= Text provided =
• • • • • • •

To further assess the performance of the classifier, we tested its ability to correctly identify chemicals with well documented immunotoxicity. The model showed a good ability (82.6% accuracy) to recognize the immunotoxic potential of members from chemical classes of concern (e.g., pyrethroids and per- and poly-fluoroalkyl substances). See Table S2 of the Supplementary Material for more information.
Taxonomy
Chemical compounds with potential immunotoxicity are structurally diverse. A taxonomy analysis of the full data set of immunotoxic molecules revealed that many of the compounds with documented or suspected immunotoxicity belonged to the chemical classes diphenylmethanes, alkyl fluorides, azoles, stilbenes, and carbonyl compounds. The full taxonomy is depicted in Figure S4.
Novel compounds
In this analysis, 20 immunotoxicants spanning several chemical classes were used to train the structure generator. A sample set of generated molecules is displayed in Fig. 3.
3.3 Endocrine disruption
Activity scoring function (ER- antagonists classifier)
We evaluated the accuracy of this model by examining its ability to classify chemicals from the testing subset for endocrine disruptors into the categories noted previously. We computed evaluation metrics and found that the classifier produced F1 scores of 0.94, 0.76, and 0.88 for the classes highly potent, moderately potent, and non-potent, respectively. We further found that the model had an overall accuracy of 89%, which was comparable to the value of 91% for the two-category estrogen receptor prediction model developed and implemented in ProTox-II. Further, the model showed high sensitivity (77.8%, 90.6% and 89.4%) and high specificity (98.1%, 94.5%, and 86.1%) for highly potent, moderately potent, and non-potent classes, respectively. Figure S5 depicts the details underlying these metrics.

• • • • • • •

= Data excerpts =
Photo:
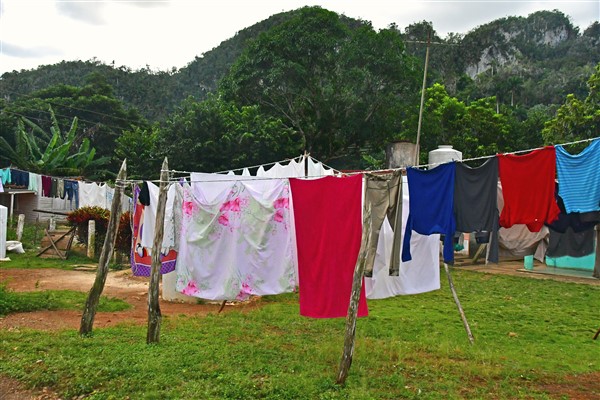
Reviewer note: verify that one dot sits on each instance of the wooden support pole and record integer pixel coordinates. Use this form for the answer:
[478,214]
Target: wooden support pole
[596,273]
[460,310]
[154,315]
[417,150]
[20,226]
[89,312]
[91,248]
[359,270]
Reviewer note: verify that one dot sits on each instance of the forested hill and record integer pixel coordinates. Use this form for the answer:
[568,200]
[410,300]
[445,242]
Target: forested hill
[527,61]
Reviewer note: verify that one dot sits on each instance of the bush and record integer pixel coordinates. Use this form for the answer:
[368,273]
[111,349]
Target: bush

• • • • • • •

= Work order 1 =
Copy word for word the text on chemical toxicity prediction from "Novel compounds" to "displayed in Fig. 3.".
= Work order 2 =
Resume the text on chemical toxicity prediction, continuing on from its last sentence.

= Written response 1 =
Novel compounds
In this analysis, 20 immunotoxicants spanning several chemical classes were used to train the structure generator. A sample set of generated molecules is displayed in Fig. 3.

= Written response 2 =
Taxonomy
Ligands with ER- antagonistic properties belong to a broad range of chemical classes, including stilbenes, indoles, naphthalenes, and hydroxyflavonoids (see Figure S6).
Novel compounds
In the case study of potential endocrine disruptors, we used 20 randomly selected structures from the training subset as the input to IProCH. Figure 4 shows samples of the generated structures and their chemicals classes.
3.4 Mutagenicity
Activity scoring function (mutagenicity classifier)
As noted earlier, we used a previously published model as the basis for for this test case. Because information was already available regarding the model’s accuracy and performance [73], we did not perform our own assessment.
Taxonomy
An analysis of over 800 chemicals reveals that molecules with documented or potential mutagenicity belong to a broad range of chemical classes and span both the organic and inorganic chemical kingdoms. This diversity is illustrated in Figure S7.
Novel compounds
We used a training subset of 25 structures spanning various classes of the taxonomy as input to the structure generator. A sample of the generated novel and synthesizable chemicals with mutagenicity potential are shown in Fig. 5.